### TASK REQUIREMENTS
Write out every one of the rows below character for character, changing nothing.

### INFORMATION SHOWN

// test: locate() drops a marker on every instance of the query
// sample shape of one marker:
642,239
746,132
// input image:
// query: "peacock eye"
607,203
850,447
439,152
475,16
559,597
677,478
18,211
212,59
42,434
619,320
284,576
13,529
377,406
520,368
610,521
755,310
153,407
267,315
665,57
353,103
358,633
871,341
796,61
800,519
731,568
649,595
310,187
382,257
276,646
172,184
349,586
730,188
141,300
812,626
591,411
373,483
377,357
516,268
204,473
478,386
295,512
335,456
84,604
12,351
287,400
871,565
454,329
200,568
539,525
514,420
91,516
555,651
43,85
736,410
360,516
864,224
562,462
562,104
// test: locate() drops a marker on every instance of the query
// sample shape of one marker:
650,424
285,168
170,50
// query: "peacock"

### ANSWER FOR THE TASK
// test: locate() drops a marker on every instance of the query
// sample shape of one marker:
642,239
746,132
// input image:
// query: "peacock eye"
607,203
850,447
439,152
475,16
559,597
677,478
18,211
212,59
42,434
619,320
284,576
13,529
377,406
520,368
610,521
755,310
153,407
267,315
665,57
353,103
358,633
871,341
796,61
800,519
731,568
649,595
310,187
382,257
276,646
172,184
349,586
730,188
141,300
812,626
591,411
373,483
377,357
516,268
204,473
478,386
295,512
335,456
84,604
12,351
287,400
871,565
454,329
200,568
539,525
514,420
91,516
555,651
43,85
736,410
360,516
864,224
562,462
562,104
// test: locate() drops a marker on every instance of the query
// sample shape of one marker:
650,424
285,168
170,50
// query: "peacock"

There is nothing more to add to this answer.